━━━ Dataset rows ━━━

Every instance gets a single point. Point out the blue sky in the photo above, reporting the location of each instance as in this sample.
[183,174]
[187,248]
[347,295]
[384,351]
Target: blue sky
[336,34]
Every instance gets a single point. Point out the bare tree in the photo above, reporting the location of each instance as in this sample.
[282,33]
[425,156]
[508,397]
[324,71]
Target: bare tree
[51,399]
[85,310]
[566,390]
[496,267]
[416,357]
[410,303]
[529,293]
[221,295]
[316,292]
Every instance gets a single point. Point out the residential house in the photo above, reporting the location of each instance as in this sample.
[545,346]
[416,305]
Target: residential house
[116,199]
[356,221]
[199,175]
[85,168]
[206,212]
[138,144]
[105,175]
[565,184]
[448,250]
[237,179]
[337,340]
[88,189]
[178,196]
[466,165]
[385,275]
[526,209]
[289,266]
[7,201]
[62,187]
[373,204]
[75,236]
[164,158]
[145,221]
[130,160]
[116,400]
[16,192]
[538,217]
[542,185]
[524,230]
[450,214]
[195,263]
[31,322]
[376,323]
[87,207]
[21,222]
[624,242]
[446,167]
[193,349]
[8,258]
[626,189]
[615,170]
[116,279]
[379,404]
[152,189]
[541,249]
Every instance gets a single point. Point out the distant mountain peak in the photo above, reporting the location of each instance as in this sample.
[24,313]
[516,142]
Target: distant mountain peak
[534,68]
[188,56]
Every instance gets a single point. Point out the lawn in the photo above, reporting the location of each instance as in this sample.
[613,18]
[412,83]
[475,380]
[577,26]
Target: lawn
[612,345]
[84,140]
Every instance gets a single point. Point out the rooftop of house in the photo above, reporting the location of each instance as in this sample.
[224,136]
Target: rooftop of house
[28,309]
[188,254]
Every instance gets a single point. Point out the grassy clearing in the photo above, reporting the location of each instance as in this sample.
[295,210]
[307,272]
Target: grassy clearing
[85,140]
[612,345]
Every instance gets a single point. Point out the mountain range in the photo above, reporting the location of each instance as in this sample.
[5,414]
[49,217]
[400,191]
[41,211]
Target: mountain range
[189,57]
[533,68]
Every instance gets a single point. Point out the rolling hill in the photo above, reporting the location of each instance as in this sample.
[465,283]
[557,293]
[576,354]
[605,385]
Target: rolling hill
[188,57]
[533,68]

━━━
━━━ Dataset rows ━━━

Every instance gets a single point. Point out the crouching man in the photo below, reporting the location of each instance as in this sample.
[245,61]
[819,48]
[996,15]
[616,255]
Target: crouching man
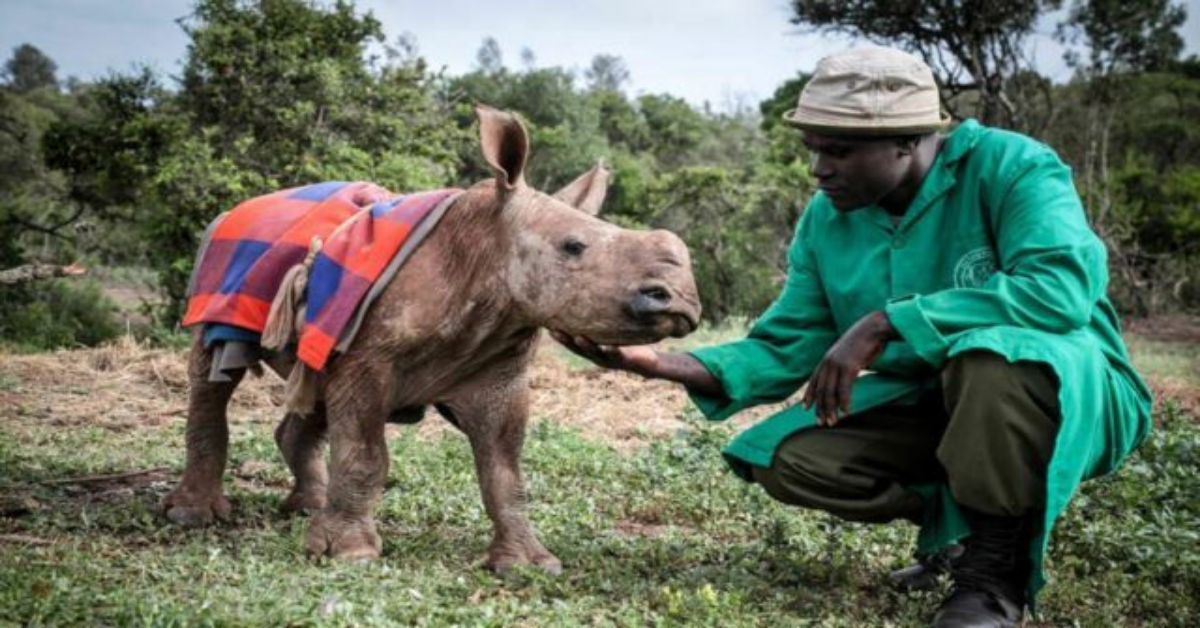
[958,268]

━━━

*Given request*. Please list every line in the data above that contains the word "mountain".

*Exercise response*.
Every instance gets a single point. Point out the distant mountain peak in the photo above, reporting the location of each instance as in this sample.
Target: distant mountain peak
Every instance gets a single point. Point out the mountain range in the photo above, reporting the location of each instance as in this sample.
Target: mountain range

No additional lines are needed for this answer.